● SUPPLIED DATA
--- BEGIN ---
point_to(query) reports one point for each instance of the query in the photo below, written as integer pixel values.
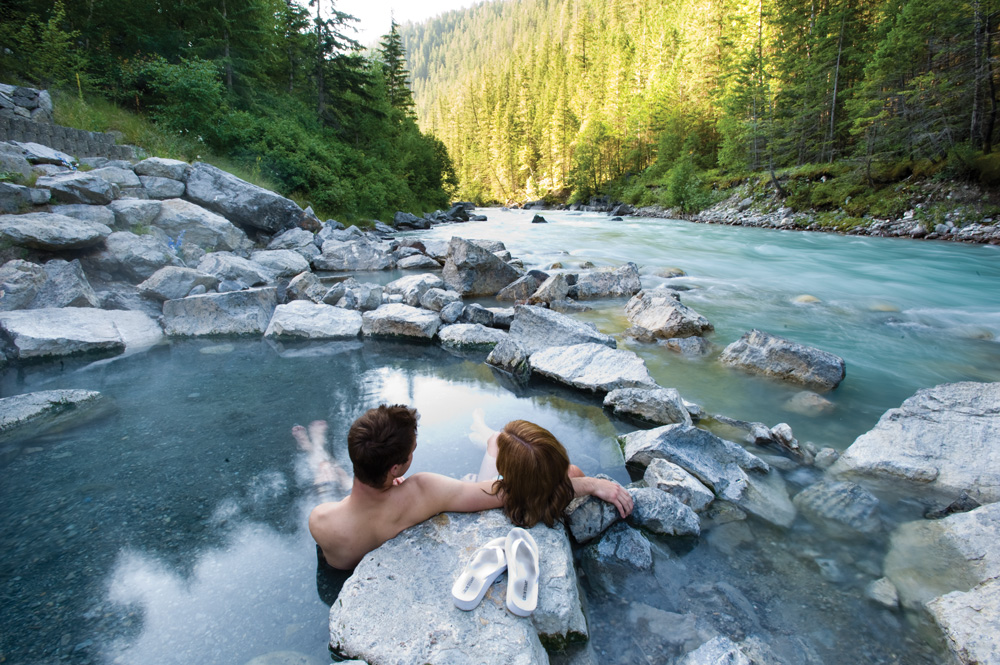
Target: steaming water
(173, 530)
--- END ---
--- BEGIN ---
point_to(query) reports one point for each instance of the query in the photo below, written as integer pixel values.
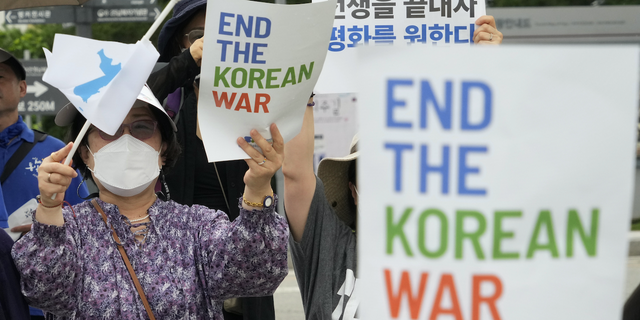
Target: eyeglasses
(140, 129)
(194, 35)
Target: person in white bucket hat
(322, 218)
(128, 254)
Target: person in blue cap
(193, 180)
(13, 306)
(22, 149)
--- END ---
--- BEGIN ---
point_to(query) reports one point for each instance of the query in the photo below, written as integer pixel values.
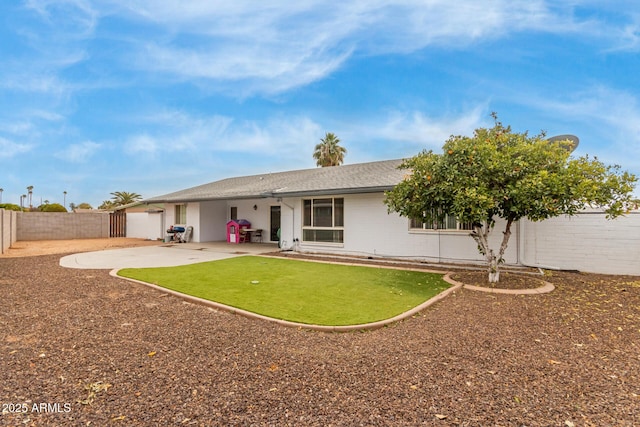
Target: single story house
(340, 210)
--- END ---
● WHAT TO PRODUCE
Filter the rows above and list only the ones containing the word "person", in their original order.

● COMPLETE RESPONSE
Target: person in white bucket hat
Target: person in blue cap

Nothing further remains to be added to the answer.